» **SET EXERCISE**
Could you update the items below, changing every "Reviewer note" to "Annotator note" and leaving everything else untouched?

» **THE INPUT**
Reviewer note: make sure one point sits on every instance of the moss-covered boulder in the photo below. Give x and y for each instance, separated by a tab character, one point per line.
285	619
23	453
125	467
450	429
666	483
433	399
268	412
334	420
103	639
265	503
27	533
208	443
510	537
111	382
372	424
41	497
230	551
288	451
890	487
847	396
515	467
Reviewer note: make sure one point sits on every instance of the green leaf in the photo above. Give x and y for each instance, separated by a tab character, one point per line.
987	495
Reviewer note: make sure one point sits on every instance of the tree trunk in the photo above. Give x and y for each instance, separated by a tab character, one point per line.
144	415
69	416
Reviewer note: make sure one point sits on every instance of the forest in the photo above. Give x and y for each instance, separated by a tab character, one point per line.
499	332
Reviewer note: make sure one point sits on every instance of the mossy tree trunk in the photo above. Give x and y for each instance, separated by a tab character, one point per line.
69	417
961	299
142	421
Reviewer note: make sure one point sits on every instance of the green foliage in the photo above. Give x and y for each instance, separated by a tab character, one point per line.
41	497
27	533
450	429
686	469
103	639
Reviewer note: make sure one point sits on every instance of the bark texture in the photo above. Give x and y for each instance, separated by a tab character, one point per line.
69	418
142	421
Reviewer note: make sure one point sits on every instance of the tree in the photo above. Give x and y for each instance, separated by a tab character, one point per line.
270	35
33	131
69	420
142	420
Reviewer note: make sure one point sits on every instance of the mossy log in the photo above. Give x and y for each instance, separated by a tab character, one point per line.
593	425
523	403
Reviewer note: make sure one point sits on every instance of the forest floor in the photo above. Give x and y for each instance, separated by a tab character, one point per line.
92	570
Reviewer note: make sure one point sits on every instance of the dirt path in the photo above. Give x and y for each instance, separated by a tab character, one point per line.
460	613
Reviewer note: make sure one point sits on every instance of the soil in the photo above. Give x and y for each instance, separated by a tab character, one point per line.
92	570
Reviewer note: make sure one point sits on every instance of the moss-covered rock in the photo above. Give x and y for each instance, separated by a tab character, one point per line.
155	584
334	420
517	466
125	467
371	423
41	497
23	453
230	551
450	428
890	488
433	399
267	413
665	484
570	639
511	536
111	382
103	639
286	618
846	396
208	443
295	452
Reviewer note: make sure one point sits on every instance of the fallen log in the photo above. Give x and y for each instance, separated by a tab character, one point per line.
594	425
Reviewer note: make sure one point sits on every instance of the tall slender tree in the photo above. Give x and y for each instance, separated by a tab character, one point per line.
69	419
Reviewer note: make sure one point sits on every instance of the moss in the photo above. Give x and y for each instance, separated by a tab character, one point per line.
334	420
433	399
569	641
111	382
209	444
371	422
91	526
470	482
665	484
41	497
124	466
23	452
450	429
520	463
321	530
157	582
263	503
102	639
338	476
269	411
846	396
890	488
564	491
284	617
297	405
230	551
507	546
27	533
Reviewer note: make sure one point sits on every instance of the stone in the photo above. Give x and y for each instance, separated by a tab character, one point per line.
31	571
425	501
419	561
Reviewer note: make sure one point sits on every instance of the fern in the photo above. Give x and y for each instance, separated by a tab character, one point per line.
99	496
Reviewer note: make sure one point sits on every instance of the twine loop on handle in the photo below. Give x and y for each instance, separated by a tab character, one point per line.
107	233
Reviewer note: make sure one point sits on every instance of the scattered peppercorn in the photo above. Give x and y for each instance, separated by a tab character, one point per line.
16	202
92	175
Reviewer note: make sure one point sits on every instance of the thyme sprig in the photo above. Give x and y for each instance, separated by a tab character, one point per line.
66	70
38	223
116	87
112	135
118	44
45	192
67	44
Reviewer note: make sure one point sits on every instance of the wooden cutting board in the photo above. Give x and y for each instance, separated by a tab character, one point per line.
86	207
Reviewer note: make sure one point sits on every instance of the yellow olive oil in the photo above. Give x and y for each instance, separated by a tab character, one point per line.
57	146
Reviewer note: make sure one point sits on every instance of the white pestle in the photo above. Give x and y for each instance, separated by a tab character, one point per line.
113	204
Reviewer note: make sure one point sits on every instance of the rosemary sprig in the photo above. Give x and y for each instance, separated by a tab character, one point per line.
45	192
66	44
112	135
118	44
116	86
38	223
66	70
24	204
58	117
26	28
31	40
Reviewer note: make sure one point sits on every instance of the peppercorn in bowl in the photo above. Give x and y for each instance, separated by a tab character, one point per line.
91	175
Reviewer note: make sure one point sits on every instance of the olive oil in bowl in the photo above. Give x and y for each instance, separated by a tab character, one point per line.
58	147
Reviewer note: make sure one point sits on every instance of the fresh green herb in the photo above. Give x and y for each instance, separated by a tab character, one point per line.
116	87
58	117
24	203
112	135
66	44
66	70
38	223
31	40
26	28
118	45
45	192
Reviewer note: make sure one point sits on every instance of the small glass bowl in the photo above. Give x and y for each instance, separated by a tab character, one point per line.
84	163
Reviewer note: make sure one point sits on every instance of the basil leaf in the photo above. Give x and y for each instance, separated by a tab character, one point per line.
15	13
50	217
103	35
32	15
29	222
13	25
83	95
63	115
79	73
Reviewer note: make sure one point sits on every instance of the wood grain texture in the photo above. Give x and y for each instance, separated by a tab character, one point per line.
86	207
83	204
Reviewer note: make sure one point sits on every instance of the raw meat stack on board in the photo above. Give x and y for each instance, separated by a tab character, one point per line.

» **OUTPUT FOR THIS EXERCISE**
Annotator note: make sure one point sits on every instance of the moss-covered boulder in the photo below. Give x and y for each instance, separated by a tab character, one point per line.
285	619
23	453
125	467
450	429
666	483
433	399
268	412
334	420
103	639
265	503
27	533
208	443
510	537
111	382
372	424
41	497
230	551
288	451
890	487
847	396
515	467
Annotator note: make sure one point sits on every instance of the green leaf in the photo above. Give x and y for each instance, separated by a tab character, one point per line.
987	495
Annotator note: make sure one point sits on every instance of the tree trunk in the photo above. Give x and y for each instance, separated by a tab character, one point per line.
144	415
69	416
Annotator note: make sure one point sits on every instance of the forest in the photo above. Give x and y for each instance, separated by a tab character, one point per line.
499	332
Annotator note: make sure one point sits on every instance of the mossy tree trunk in the photo above. Give x and y for each instance, separated by a tab character, one point per line.
69	417
961	299
142	421
Annotator note: make sure one point sits on every instance of the green foliage in the photo above. Give x and y for each instance, separated by a tab character, one point per line.
41	497
27	533
450	429
686	469
103	639
Annotator note: make sure one point sits on every instance of the bark texture in the photo above. Give x and y for each instance, separated by a tab character, one point per line.
69	418
142	421
Annotator note: make sure one point sits on every instance of the tree in the photo above. Give x and y for each instance, separated by a tab character, one point per line.
270	35
33	131
69	420
142	420
Annotator note: make sure one point sits on every instance of the mossy log in the photo above. Give x and y for each instance, separated by a tab character, one point per line.
593	425
523	403
Annotator note: make sure one point sits on every instance of the forest floor in the photo above. Give x and y for each instance, separated by a tab character, one point per line.
92	570
Annotator note: make sure one point sits on every instance of the dirt path in the photo above. Give x and y for each instance, separated by a tab character, one point per line.
460	613
Annotator note: make sure one point sits on every instance of the soil in the photo above. Give x and y for each instance, separated by a tab character, one point per line.
92	570
Annotator note: make sure one point sits on every instance of the moss-covered rock in the photo above. Give x and y for each instance, separated by a tab character, one point per line.
155	584
334	420
517	466
125	467
371	423
41	497
23	453
230	551
450	428
890	488
433	399
267	413
665	484
570	639
511	536
111	382
103	639
286	618
846	396
208	443
295	452
Annotator note: make sure one point sits on every instance of the fallen log in the photo above. Give x and y for each instance, separated by a tab character, one point per line.
594	425
Annotator note: make sure one point sits on every instance of the tall slender tree in the photo above. Give x and y for each instance, separated by a tab character, one point per line.
69	419
Annotator note: make sure one point sits on every instance of the moss in the photo above. Give x and y for each instance, separated by a tab character, one point per line.
334	420
433	399
569	641
111	382
209	444
371	422
91	526
470	482
665	484
41	497
124	466
23	452
450	429
520	463
321	530
157	582
263	503
102	639
338	476
269	411
846	396
890	488
564	491
284	617
297	405
230	551
507	546
27	533
Annotator note: make sure one point sits on every instance of the stone in the photo above. Give x and y for each instance, separated by a tab character, one point per line.
31	571
425	501
419	561
Annotator note: make sure one point sits on every instance of the fern in the photo above. Give x and y for each instance, separated by a tab character, one point per line.
99	496
Annotator note: make sure one point sits on every instance of the twine loop on handle in the photo below. Give x and y for each instance, separated by a tab character, one point per line.
107	233
Annotator note: make sure one point sits on every instance of the scattered peppercorn in the photo above. Give x and y for each instance, separated by a tab character, one point per line.
16	202
92	175
Annotator note: make sure one point sits on every instance of the thyme sprig in the photo above. Give x and y for each instance, separated by a tab character, one point per line.
66	70
38	223
116	87
112	135
118	44
45	192
67	44
Annotator note: make sure one point sits on every instance of the wooden cutting board in the photo above. Give x and y for each instance, separated by a tab character, one point per line.
86	207
Annotator note: make sure one point sits on every instance of the yellow olive oil in the photo above. Give x and y for each instance, separated by a tab character, one point per line.
57	146
Annotator note: make sure one point sits on every instance of the white pestle in the photo above. Give x and y for each instance, separated by a tab character, one point per line.
113	204
Annotator note: make sure one point sits on every instance of the rosemary sprig in the photo above. Give x and y for each instance, separated by a tab character, one point per line.
45	192
66	44
112	135
118	44
116	86
38	223
66	70
24	204
58	117
26	28
31	40
Annotator note: make sure one point sits on every instance of the peppercorn in bowl in the photo above. Give x and y for each instance, separated by a tab character, one point per line.
91	175
Annotator note: make sure one point sits on every instance of the olive oil in bowl in the photo above. Give x and y for each instance, separated by a tab character, one point per line.
58	147
Annotator note: make sure one point sits on every instance of the fresh green herb in the photo above. Give x and y for each instance, separated by a tab character, one point per line.
116	87
58	117
24	203
112	135
66	44
66	70
38	223
31	40
26	28
118	45
45	192
Annotator note: make sure one point sits on every instance of the small glass bowl in the photo above. Give x and y for each instance, separated by a tab character, one point per line.
84	163
Annotator note: make sure one point sits on every instance of the basil leaf in the photo above. Give x and y for each instance, separated by a tab character, one point per line.
15	13
50	217
103	35
32	15
29	222
13	25
83	95
63	115
79	73
Annotator note: make sure one point sits on every instance of the wood grain texture in the photo above. Give x and y for each instance, separated by a tab character, one point per line.
86	207
83	204
Annotator note: make sure one point sits on every instance of the raw meat stack on board in the photo above. Give x and y for each instance, separated by a tab character, one point per line.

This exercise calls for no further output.